SUPPLIED PASSAGE:
= Roy Painter =

English far-right politician (1933–2026)

Roy William Painter (14 May 1933 – 23 April 2026) was a leading figure on the British far right.

==Life and career==
Roy William Painter was born in London on 14 May 1933. Enlisting in the British Army in 1951, he fought in the Korean War the following year, working as a radio operator.

Painter later worked as a London cab driver, during which time he was a leading member of the Conservatives in Tottenham and stood as a candidate for them in the Greater London Council. A supporter of Enoch Powell, he was involved with the Conservative Monday Club, although he resigned from the group and the Conservative Party in 1972 when the Club began a process of removing its most extreme members. Following his resignation, Painter joined the National Front, rapidly rising to a post on the NF Directorate by 1974.

He made a weak start as a party candidate for the NF in Tottenham at the February 1974 general election; he finished with 1,270 votes (4.1%), behind the National Independence Party candidate. An improvement was shown in the October 1974 election when he captured 2,211 votes (8.3%) in the same seat. It has been argued that the vote was as much a personal one for Painter, a popular businessman in Haringey, as it was an endorsement of the NF.

(Saved entries)
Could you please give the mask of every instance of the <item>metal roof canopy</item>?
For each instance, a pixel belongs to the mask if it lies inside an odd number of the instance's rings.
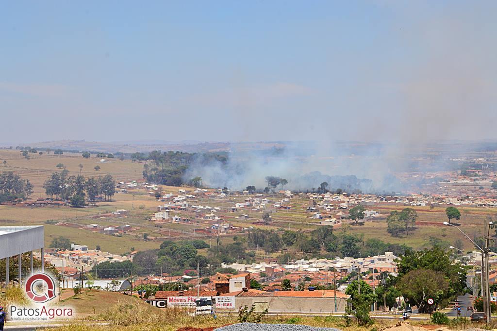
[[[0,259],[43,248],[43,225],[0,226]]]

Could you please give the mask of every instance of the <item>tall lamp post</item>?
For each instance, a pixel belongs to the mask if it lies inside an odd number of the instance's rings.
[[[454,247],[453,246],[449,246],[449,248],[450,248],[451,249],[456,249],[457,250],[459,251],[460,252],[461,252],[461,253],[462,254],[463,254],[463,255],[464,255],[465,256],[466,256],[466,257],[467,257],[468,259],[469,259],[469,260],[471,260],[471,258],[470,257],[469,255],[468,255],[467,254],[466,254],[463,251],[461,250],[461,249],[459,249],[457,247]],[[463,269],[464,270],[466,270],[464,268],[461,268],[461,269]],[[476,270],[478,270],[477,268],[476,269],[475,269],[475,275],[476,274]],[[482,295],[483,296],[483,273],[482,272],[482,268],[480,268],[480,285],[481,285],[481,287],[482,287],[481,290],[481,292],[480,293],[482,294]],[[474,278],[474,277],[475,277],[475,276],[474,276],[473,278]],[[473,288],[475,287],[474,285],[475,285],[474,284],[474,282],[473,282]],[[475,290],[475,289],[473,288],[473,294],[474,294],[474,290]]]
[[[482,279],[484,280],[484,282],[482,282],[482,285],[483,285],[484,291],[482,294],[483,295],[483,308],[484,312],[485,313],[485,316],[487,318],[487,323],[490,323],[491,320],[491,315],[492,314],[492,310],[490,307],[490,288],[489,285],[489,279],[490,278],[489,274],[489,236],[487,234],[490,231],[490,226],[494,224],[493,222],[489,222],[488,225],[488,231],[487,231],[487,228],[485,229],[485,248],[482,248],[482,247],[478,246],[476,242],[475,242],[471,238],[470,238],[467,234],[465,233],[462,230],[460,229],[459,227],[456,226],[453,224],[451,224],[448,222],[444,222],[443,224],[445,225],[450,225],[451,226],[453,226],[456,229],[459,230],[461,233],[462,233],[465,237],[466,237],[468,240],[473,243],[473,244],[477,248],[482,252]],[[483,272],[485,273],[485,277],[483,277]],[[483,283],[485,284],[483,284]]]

* * *

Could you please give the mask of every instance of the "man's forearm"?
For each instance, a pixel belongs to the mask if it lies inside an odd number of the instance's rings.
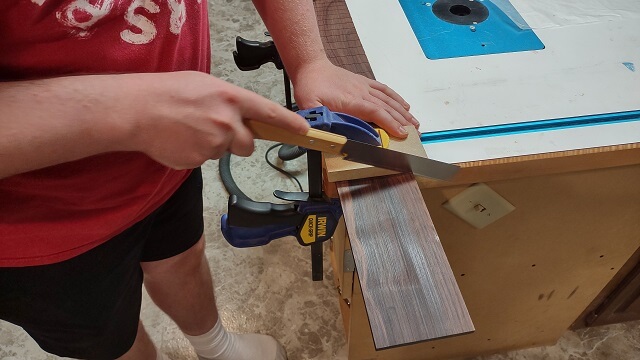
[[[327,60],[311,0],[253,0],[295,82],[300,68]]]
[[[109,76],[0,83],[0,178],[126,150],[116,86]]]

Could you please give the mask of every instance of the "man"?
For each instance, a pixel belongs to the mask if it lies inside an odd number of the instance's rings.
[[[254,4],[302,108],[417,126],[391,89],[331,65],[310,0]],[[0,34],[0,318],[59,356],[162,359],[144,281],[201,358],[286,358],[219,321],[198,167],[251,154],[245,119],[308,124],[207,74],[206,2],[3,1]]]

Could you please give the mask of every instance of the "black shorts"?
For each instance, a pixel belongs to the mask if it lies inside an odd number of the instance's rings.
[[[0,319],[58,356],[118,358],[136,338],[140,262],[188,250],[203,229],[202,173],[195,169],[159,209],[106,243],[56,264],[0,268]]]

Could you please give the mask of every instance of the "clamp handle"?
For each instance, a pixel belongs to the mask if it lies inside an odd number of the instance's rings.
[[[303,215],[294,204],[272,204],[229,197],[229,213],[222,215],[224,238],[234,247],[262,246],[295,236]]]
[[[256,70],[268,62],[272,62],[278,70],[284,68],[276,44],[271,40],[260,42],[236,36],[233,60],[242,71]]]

--

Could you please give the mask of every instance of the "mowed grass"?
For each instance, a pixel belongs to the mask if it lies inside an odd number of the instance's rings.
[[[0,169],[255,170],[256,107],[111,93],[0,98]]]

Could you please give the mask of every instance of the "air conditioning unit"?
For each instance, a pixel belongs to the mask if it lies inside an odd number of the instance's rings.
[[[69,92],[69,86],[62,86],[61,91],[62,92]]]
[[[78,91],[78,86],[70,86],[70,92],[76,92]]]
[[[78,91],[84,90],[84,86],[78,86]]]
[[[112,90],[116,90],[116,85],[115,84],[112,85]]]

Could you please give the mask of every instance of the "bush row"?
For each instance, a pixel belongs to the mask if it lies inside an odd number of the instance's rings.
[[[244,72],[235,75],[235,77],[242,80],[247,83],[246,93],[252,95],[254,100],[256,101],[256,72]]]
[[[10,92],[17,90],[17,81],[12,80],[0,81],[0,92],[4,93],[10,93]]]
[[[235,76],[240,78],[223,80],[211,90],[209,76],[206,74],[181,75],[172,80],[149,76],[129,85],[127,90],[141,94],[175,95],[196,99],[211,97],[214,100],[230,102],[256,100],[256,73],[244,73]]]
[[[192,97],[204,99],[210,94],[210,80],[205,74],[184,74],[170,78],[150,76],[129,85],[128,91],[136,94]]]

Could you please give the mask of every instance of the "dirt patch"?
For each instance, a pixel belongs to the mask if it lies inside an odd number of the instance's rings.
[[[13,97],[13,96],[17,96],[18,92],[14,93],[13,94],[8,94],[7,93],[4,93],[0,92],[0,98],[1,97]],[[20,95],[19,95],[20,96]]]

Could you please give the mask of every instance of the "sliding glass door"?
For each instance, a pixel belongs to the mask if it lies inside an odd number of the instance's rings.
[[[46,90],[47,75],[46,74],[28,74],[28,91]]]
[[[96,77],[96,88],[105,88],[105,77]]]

TASK REQUIREMENTS:
**A.** According to the Roy Painter article, how many votes did he win in Tottenham at the October 1974 election?
**B.** Copy the rows verbatim, beginning at the line that contains "<item>metal roof canopy</item>?" and stopping after the line that contains "[[[0,259],[43,248],[43,225],[0,226]]]". Omit the picture from your copy.
The text and the rows were taken from separate sources.

SOLUTION LIST:
**A.** He won 2,211 votes (8.3%).

**B.**
Could you please give the mask of every instance of the <item>metal roof canopy</item>?
For each instance, a pixel belongs to the mask if it lies inside an odd number of the instance's rings.
[[[0,259],[43,248],[43,225],[0,226]]]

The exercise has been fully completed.